Tugas Wajib —
1. Menurut kutipan teks, berapa lama hukuman penjara yang dijatuhkan kepada Aat Syafa'at?
2. Tampilkan setiap baris entri yang memuat kata "black".

TRAGIS betul kisah hukuman bagi koruptor di negeri ini, lihat saja, misalnya, Aat Syafa'at yang telah terbukti melakukan tindak pidana korupsi proyek pembangunan dermaga Pelabuhan Kubangsari senilai Rp 45 miliar lebih itu, hanya divonis 3,5 tahun penjara, denda Rp 400 juta dan membayar uang pengganti Rp 7 miliar. Jika dikalkulasikan secara logis, berarti jika dikurangi denda dan uang pengganti, uang korupsi Aat masih tersisa Rp 37,6 miliar lagi.
Mendekam 3,5 tahun penjara bukanlah masa yang cukup lama, belum lagi nanti mendapat remisi, grasi atau abolisi, yang intinya menambah mengurangi masa tahanan penjara. Jika demikian, enak benar koruptor di negeri ini, pantas jika adagium mengatakan bahwa negeri ini adalah sorganya koruptor. Hukuman dunia boleh lemah, dibutakan, tidak adil, penuh kepincangan, tapi jelas tidak hukuman di akhirat kelak.

Entri yang diambil dari sebuah koleksi —
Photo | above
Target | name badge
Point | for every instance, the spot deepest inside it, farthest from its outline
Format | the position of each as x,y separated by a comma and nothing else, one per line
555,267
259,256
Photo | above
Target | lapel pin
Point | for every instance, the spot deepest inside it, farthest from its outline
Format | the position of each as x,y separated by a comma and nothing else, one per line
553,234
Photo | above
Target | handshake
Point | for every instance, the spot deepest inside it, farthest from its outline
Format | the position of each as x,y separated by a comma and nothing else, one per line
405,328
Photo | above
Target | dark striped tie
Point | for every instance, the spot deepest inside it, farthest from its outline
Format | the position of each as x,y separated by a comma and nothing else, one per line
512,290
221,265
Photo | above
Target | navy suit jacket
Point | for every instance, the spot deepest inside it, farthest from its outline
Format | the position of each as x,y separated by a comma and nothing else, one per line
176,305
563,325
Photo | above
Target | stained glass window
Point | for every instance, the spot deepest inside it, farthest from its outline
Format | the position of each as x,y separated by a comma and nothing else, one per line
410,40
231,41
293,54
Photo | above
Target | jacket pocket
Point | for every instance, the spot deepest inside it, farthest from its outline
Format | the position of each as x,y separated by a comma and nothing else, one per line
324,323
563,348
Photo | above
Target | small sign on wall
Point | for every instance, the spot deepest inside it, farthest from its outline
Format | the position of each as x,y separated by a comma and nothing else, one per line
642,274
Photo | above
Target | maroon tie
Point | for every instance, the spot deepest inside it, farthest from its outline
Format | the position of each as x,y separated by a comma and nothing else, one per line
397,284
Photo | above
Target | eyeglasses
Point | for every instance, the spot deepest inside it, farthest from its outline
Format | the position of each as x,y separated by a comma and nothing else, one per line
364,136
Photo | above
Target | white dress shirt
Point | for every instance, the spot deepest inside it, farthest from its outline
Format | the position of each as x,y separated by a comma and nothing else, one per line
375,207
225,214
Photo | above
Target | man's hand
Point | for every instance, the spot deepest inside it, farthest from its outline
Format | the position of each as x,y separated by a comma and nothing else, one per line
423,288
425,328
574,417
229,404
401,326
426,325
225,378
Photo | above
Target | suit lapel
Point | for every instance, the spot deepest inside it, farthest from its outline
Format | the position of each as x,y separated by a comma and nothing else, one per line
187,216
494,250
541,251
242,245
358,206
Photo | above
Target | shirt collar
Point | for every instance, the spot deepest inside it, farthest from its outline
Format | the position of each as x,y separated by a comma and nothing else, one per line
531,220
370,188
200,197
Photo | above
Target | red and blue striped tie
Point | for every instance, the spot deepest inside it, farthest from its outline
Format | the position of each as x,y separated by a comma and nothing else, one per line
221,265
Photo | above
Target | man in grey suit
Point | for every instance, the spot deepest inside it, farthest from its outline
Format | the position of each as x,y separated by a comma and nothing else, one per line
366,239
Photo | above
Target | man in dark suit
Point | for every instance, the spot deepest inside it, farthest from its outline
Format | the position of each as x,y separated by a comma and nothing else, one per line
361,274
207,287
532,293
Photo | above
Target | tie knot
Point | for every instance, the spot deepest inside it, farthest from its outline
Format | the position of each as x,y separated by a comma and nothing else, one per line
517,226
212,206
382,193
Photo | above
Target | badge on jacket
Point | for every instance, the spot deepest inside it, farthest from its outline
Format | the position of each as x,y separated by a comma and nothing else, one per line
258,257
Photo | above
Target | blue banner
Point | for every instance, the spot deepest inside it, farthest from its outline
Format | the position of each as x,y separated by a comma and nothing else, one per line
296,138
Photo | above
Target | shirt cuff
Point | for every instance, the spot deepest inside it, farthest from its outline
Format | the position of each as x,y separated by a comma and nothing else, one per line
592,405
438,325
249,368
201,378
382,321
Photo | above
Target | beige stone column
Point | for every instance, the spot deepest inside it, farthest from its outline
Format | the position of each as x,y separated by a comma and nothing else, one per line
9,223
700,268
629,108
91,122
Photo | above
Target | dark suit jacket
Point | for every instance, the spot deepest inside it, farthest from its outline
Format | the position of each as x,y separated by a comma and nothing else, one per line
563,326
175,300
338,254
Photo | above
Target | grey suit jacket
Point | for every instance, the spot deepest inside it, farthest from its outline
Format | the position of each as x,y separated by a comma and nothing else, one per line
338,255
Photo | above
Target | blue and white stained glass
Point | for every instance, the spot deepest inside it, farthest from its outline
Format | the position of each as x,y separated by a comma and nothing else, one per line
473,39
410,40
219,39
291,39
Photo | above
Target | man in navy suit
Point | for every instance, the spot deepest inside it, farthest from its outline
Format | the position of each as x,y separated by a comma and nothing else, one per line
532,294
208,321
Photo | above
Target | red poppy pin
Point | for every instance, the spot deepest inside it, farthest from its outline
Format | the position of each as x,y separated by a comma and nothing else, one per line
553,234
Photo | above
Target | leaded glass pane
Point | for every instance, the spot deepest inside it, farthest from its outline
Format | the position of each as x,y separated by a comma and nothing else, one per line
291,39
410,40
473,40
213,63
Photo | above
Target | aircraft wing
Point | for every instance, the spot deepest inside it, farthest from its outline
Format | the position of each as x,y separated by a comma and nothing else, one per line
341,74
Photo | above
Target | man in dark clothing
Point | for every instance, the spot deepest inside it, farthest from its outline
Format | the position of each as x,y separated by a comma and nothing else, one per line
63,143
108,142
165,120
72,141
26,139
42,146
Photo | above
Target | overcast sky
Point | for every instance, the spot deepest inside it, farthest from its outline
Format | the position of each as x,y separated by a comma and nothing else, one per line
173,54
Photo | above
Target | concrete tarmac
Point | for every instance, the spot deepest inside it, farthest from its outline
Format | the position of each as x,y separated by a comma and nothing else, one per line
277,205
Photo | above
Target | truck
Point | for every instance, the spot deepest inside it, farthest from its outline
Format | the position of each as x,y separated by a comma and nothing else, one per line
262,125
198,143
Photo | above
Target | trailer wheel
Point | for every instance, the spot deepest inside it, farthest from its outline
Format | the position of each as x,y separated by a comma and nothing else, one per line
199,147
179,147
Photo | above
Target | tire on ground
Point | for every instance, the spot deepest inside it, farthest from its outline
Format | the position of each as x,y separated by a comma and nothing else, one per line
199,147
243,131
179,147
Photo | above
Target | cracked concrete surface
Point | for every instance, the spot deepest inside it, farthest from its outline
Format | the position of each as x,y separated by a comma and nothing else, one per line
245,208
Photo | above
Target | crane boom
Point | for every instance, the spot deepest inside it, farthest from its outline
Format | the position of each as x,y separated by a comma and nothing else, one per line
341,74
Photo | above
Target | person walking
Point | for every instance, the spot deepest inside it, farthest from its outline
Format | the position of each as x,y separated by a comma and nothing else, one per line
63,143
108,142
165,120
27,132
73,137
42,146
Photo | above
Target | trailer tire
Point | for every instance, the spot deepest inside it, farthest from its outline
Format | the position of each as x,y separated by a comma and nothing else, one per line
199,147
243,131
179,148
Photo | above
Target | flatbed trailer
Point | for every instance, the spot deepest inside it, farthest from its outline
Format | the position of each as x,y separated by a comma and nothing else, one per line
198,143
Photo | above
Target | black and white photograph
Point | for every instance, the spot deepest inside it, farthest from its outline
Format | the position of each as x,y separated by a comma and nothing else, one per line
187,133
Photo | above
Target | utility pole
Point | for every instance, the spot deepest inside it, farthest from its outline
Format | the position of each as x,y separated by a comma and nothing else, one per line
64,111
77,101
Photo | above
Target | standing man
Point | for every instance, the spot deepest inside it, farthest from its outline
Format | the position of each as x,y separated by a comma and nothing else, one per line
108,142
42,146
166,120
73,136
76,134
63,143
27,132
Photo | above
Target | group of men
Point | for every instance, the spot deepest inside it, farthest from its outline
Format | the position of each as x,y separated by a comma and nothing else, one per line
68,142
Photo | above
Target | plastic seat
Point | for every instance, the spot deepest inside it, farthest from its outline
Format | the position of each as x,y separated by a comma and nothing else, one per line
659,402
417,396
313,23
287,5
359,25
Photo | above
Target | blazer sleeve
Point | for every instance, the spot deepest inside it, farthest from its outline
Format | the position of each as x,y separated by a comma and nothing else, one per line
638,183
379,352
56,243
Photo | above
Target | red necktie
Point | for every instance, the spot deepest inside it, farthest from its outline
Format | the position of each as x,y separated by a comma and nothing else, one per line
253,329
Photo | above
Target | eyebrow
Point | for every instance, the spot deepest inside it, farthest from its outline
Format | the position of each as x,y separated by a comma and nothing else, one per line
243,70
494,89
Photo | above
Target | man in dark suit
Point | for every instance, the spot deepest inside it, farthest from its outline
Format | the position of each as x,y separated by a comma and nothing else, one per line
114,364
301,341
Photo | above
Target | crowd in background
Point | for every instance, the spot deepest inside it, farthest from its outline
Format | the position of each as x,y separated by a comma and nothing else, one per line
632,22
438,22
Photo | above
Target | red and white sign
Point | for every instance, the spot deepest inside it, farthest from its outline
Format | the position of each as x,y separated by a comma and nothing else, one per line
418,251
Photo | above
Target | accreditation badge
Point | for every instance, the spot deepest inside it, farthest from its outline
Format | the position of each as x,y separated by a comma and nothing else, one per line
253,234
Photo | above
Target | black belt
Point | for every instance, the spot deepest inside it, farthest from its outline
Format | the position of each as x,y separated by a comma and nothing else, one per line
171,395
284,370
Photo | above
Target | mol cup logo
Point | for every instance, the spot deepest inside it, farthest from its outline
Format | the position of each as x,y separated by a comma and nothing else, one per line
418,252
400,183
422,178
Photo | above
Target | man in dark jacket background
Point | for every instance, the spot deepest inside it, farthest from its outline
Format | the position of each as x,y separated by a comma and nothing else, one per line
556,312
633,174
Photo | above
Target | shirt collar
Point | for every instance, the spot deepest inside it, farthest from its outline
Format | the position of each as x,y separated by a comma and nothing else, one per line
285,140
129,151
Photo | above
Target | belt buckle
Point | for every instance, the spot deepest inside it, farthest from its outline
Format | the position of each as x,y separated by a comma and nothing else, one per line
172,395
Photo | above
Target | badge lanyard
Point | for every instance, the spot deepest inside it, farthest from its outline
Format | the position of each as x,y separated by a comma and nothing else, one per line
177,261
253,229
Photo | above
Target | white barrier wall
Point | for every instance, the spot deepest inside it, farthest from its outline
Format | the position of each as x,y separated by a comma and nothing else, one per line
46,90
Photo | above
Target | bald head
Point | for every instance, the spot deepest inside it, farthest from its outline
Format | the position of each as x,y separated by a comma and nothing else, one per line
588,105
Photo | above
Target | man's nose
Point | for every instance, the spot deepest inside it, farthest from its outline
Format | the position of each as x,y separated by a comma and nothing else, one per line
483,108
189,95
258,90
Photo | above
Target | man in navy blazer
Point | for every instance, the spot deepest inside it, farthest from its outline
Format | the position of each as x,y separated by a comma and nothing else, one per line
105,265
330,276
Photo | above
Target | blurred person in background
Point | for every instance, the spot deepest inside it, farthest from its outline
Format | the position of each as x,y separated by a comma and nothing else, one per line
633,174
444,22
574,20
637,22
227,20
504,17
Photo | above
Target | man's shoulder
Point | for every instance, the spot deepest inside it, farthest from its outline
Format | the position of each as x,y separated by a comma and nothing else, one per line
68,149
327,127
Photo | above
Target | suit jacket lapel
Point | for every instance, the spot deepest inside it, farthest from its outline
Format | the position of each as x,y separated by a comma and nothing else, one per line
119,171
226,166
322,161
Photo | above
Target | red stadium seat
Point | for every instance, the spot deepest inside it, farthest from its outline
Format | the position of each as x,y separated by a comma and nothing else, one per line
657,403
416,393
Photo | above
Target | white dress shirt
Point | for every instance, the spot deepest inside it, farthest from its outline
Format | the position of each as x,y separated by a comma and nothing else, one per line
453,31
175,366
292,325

Jawaban Tugas —
1. 3,5 tahun penjara.

2.
Target | black and white photograph
Target | black belt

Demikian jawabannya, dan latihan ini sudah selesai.